→ **Set problem**:
Rewrite the entries below with "mark" in place of every "indicate" and nothing else changed, leaving out the pictures.

→ **Extracted data**:

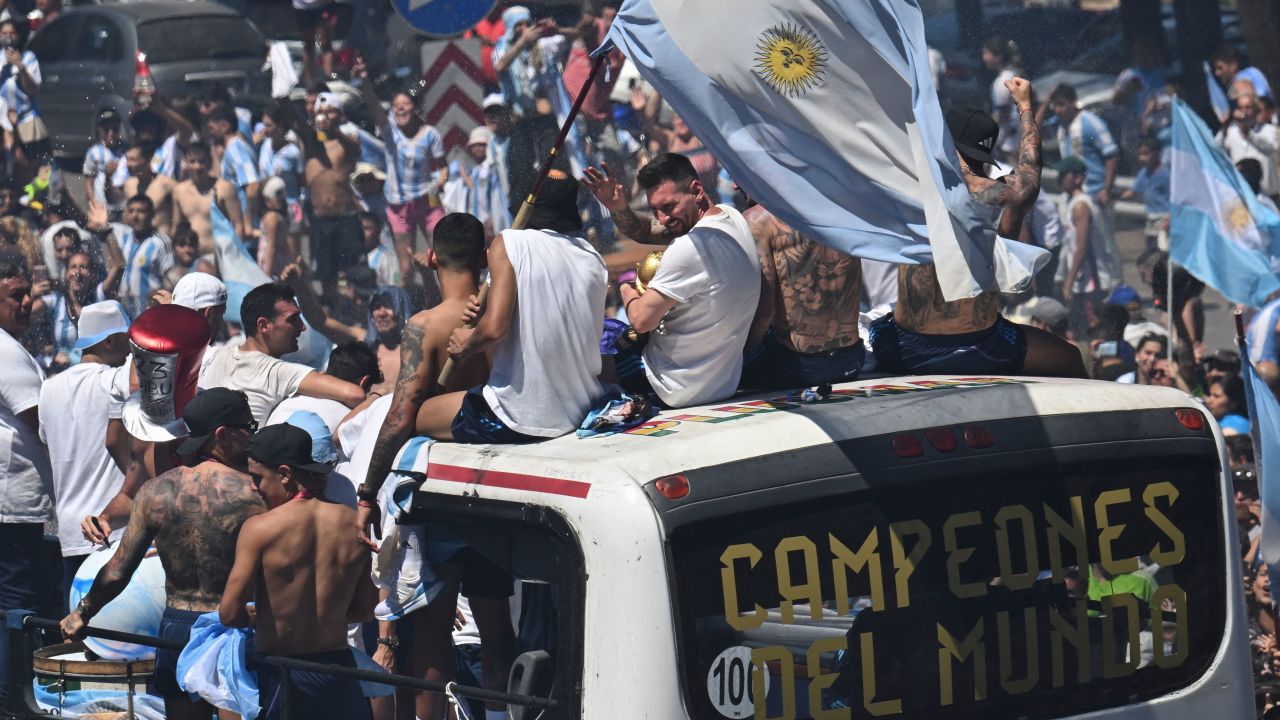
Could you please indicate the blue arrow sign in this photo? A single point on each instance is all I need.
(443, 18)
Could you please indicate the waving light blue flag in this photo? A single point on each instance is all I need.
(241, 274)
(824, 112)
(1219, 231)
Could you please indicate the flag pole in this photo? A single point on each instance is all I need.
(526, 208)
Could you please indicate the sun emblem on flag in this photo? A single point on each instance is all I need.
(1237, 218)
(791, 59)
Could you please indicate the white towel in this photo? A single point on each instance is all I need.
(283, 76)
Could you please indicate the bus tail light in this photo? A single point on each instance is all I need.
(944, 440)
(672, 487)
(905, 445)
(978, 436)
(1191, 419)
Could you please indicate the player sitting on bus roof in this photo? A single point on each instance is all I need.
(698, 308)
(926, 333)
(805, 327)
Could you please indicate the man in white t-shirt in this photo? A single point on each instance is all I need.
(352, 361)
(24, 477)
(74, 409)
(273, 323)
(699, 305)
(542, 328)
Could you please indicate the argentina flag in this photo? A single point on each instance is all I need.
(824, 112)
(1219, 231)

→ **Reply**:
Could you please mark the blue arrow sign in this photo? A single point on each instance is all I need.
(443, 18)
Could you please mark the waving light blue flag in this photo? A single point on each instance is all I need.
(241, 274)
(824, 112)
(1219, 231)
Could you please mark the flag pole in this photo? A single point on each instance is all I need.
(526, 208)
Could you please mark the sun emblem on flag in this photo? A single point on each instance is all I need.
(1237, 218)
(791, 59)
Could you please mark the white towel in this photo? A single point on each instance is all I need.
(283, 76)
Could you please mark the bus tail light in this photo? A single point on each instance is all I need.
(944, 440)
(672, 487)
(905, 445)
(978, 436)
(1191, 419)
Could you please mark the player sitting on bus roof in this photo? A single point on each instance is all I need.
(698, 308)
(926, 333)
(805, 327)
Could you please mark the man in white t-shirt in this photo? A single point on each instance is all I need.
(352, 361)
(24, 477)
(74, 409)
(273, 323)
(699, 305)
(542, 328)
Could you please mark the argentina flag in this photo? A single point on each instance is all I need.
(824, 112)
(1219, 231)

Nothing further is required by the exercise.